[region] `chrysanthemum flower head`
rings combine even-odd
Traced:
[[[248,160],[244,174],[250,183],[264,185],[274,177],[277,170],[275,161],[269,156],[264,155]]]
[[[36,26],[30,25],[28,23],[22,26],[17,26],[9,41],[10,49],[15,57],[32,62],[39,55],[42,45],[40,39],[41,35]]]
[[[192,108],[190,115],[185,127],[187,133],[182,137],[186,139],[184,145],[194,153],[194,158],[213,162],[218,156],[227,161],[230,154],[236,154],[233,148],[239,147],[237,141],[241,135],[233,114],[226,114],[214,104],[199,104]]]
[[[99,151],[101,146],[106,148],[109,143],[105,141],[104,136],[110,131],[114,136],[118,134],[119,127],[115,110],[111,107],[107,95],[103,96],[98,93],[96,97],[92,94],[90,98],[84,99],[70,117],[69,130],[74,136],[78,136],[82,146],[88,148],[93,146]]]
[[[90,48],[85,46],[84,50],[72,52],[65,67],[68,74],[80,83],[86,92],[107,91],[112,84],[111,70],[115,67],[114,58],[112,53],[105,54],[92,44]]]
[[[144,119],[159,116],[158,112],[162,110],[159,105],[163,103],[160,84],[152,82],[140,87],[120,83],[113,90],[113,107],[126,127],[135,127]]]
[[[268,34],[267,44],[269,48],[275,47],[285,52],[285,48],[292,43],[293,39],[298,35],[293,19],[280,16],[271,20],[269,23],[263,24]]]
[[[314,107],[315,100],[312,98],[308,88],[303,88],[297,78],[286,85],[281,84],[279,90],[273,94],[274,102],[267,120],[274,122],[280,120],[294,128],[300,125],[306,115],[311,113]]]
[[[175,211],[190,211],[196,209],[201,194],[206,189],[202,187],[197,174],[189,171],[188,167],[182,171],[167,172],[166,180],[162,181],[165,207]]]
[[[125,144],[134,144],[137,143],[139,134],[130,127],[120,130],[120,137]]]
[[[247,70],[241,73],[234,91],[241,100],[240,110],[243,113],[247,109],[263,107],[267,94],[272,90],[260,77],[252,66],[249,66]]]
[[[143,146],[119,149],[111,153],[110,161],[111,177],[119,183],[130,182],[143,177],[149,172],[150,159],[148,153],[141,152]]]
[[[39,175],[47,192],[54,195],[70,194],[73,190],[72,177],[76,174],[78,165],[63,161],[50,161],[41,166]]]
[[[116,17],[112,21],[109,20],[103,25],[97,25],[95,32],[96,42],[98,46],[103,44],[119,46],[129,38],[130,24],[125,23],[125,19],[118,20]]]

• _DO THIS_: Update the records above by writing them out again with "chrysanthemum flower head" changed to "chrysanthemum bloom". Leave every other part of the lines as it is.

• _TASK SOLUTION_:
[region] `chrysanthemum bloom`
rings combine even-odd
Traced:
[[[248,160],[244,174],[250,183],[264,185],[274,177],[277,170],[275,161],[269,156],[264,155]]]
[[[36,26],[30,25],[28,23],[22,26],[17,26],[9,41],[10,49],[15,57],[32,62],[39,55],[42,45],[40,39],[41,35]]]
[[[192,108],[190,115],[185,127],[187,133],[182,137],[186,139],[184,145],[194,153],[194,158],[213,162],[218,156],[227,161],[230,154],[236,154],[233,148],[239,147],[237,141],[241,135],[233,114],[226,114],[214,104],[199,104]]]
[[[99,151],[101,146],[106,148],[109,143],[105,141],[104,136],[110,131],[114,136],[118,134],[119,127],[115,110],[111,107],[107,95],[103,96],[98,93],[96,97],[92,94],[90,98],[84,99],[70,117],[69,130],[74,136],[78,136],[82,146],[88,148],[93,146]]]
[[[90,48],[85,46],[84,50],[72,52],[65,67],[68,74],[80,83],[86,92],[107,91],[112,84],[111,70],[115,67],[114,58],[112,53],[105,54],[92,44]]]
[[[144,119],[159,116],[158,112],[162,110],[159,105],[163,103],[160,84],[152,82],[140,87],[120,83],[113,90],[113,107],[126,127],[135,127]]]
[[[268,34],[267,44],[269,48],[275,47],[285,52],[285,48],[292,43],[293,39],[298,35],[293,19],[280,16],[271,20],[269,23],[263,24]]]
[[[314,107],[315,100],[312,98],[308,88],[303,88],[297,78],[286,85],[281,84],[279,90],[273,94],[274,102],[267,120],[274,122],[280,120],[294,128],[300,125],[306,115],[311,113]]]
[[[175,211],[190,211],[196,209],[201,194],[206,189],[202,187],[197,174],[189,171],[188,167],[182,171],[167,172],[166,180],[162,181],[165,207]]]
[[[125,144],[134,144],[137,143],[139,134],[130,127],[120,130],[120,137]]]
[[[247,70],[241,73],[234,91],[241,100],[240,110],[243,113],[247,109],[263,107],[267,94],[272,90],[260,77],[252,66],[249,66]]]
[[[143,146],[119,149],[111,153],[110,161],[111,177],[119,183],[130,182],[143,177],[149,172],[150,159],[148,153],[141,152]]]
[[[39,175],[47,192],[54,195],[70,194],[73,190],[72,177],[76,174],[78,165],[63,161],[50,161],[41,166]]]
[[[116,17],[112,21],[109,20],[103,25],[97,25],[95,32],[96,42],[98,46],[103,44],[119,46],[129,38],[130,24],[125,23],[125,19],[118,20]]]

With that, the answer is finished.